==== Brano ====

Singolare personaggio novecentesco, Eduardo De Filippo, che travalicando i confini è assurto direttamente a “classico” assumendo l’aureola di mito ancora da vivo.
E’ uno di quegli autori che non ha bisogno di anniversari (quest’anno ricorre il trentennale dalla morte) per venir ricordato. Ed infatti il regista Alessandro D’Alatri non fa accenno a questo, bensì a gusti personali raccolti dagli attori e produttori de La Pirandelliana Gianfelice Imparato e Valerio Santoro, nel riferire perché ha allestito “Uomo e galantuomo”, spettacolo che ha debuttato nel 2013 vincendo il premio “Miglior spettacolo” al festival di Borgio Verezzi.
E’ conosciuto per nome Eduardo (pur sapendo bene il cognome) come se la cosa fosse ovvia e naturale, e come pochi altri ha messo la propria persona a simbolo del suo teatro e della sua arte: oltre ad essere l’autore (e capocomico), era anche l’Attore per eccellenza delle sue pièces. E solo come Totò tuttora è vivo in quel ricordo che lo lega alla sua unicità, a quel suo essere sempre uguale a se stesso pure in personaggi sempre diversi, che solo lui poteva fare in quel modo e che, perciò, lo allontanano dal concetto di “maschera”. Questo rende particolari le pièces eduardiane: o le rispetti o le cambi completamente facendo dimenticare Eduardo. Le vie di mezzo sono difficili perchè il suo ricordo è ancora fresco.

====

**Compiti da svolgere:**
**1.** Traduci in inglese questa frase del brano su Eduardo De Filippo: "Le vie di mezzo sono difficili perchè il suo ricordo è ancora fresco".
**2.** Secondo il brano su Eduardo De Filippo, in che anno ha debuttato lo spettacolo "Uomo e galantuomo"?
**3.** Indica se ciascuna affermazione concorda con il brano su Eduardo De Filippo, citando le parole che lo decidono. (a) Il regista Alessandro D'Alatri giustifica l'allestimento con il trentennale della morte di Eduardo. (b) Eduardo, oltre che autore delle sue pièces, ne era anche attore. (c) Lo spettacolo ha ottenuto un premio al festival di Borgio Verezzi.

==== Materiale fornito ====

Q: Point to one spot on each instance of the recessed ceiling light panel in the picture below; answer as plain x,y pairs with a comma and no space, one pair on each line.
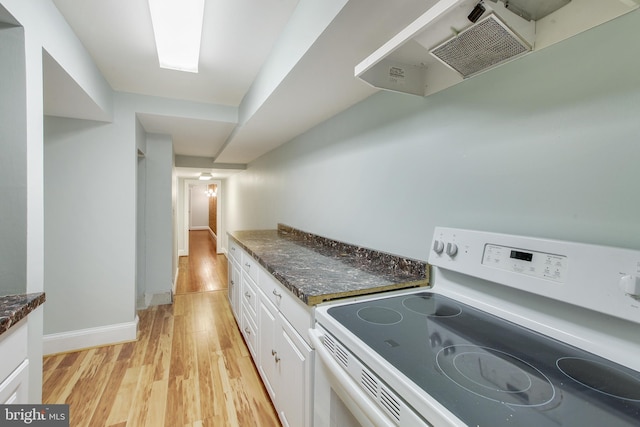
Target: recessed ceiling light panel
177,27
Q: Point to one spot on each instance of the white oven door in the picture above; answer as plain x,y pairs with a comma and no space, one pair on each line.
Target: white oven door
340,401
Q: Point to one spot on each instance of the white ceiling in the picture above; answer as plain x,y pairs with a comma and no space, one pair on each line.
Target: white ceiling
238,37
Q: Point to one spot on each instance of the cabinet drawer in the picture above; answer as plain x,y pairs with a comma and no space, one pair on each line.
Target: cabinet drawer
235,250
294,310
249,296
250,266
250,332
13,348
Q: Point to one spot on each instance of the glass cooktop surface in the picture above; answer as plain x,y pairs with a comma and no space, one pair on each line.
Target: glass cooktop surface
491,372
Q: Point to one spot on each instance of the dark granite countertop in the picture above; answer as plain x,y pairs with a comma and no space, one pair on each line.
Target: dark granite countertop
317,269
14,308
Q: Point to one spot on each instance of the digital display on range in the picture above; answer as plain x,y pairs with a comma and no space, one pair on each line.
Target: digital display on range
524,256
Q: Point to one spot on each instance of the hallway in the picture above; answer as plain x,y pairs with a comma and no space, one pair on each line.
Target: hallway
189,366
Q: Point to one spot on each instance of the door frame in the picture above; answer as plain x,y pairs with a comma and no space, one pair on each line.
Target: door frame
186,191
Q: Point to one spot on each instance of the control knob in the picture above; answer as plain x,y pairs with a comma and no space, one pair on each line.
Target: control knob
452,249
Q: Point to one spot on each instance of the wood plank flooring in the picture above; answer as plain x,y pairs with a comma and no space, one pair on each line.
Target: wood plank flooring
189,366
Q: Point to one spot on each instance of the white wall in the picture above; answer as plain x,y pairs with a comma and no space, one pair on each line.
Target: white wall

====

**Risposte:**
**1.** Middle paths are difficult because his memory is still fresh.

**2.** Nel 2013.

**3.**
(a) No: "il regista Alessandro D’Alatri non fa accenno a questo"
(b) Sì: "oltre ad essere l’autore (e capocomico), era anche l’Attore per eccellenza delle sue pièces"
(c) Sì: "vincendo il premio “Miglior spettacolo” al festival di Borgio Verezzi"